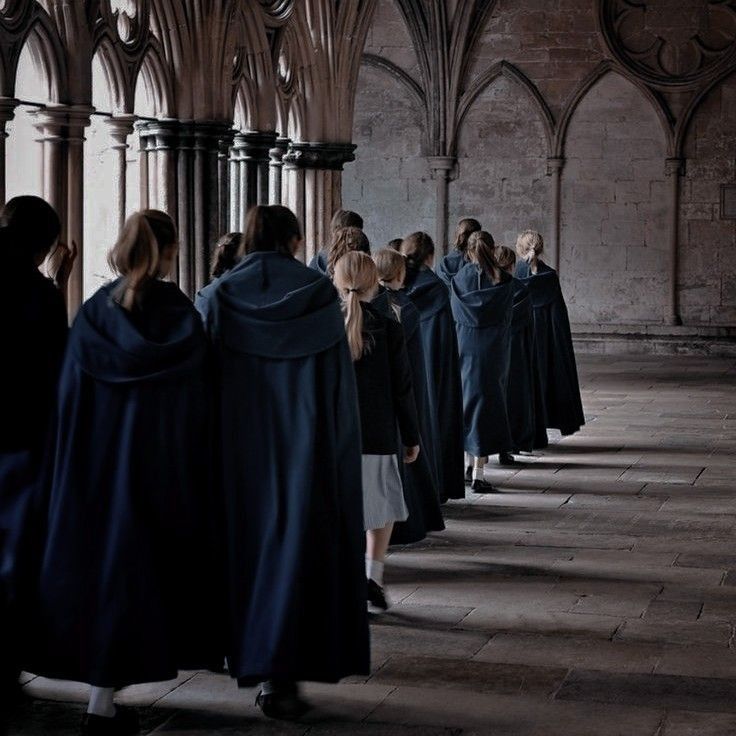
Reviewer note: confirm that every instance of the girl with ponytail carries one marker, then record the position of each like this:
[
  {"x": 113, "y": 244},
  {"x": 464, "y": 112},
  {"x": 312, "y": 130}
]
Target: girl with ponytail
[
  {"x": 482, "y": 299},
  {"x": 386, "y": 399},
  {"x": 439, "y": 341},
  {"x": 126, "y": 586},
  {"x": 561, "y": 404},
  {"x": 458, "y": 257}
]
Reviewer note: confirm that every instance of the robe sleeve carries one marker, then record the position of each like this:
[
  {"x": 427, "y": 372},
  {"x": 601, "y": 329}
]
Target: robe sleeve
================
→ Your task:
Write out all the items above again, substituting "point" for "marker" wherever it occurs and keeping everything else the same. Leave the pictures out.

→ Solution to the problem:
Reviewer note: confirm that every instance of the girl with ponytail carries one point, then record the position of each like this:
[
  {"x": 113, "y": 244},
  {"x": 464, "y": 112},
  {"x": 312, "y": 130}
]
Target: girl with ponytail
[
  {"x": 482, "y": 299},
  {"x": 386, "y": 399},
  {"x": 439, "y": 341},
  {"x": 126, "y": 586},
  {"x": 561, "y": 404},
  {"x": 458, "y": 257}
]
Reviewer note: confirm that every instance of the robe sleeve carries one point, then record the position of each like this:
[
  {"x": 427, "y": 372},
  {"x": 601, "y": 329}
]
Target: robe sleeve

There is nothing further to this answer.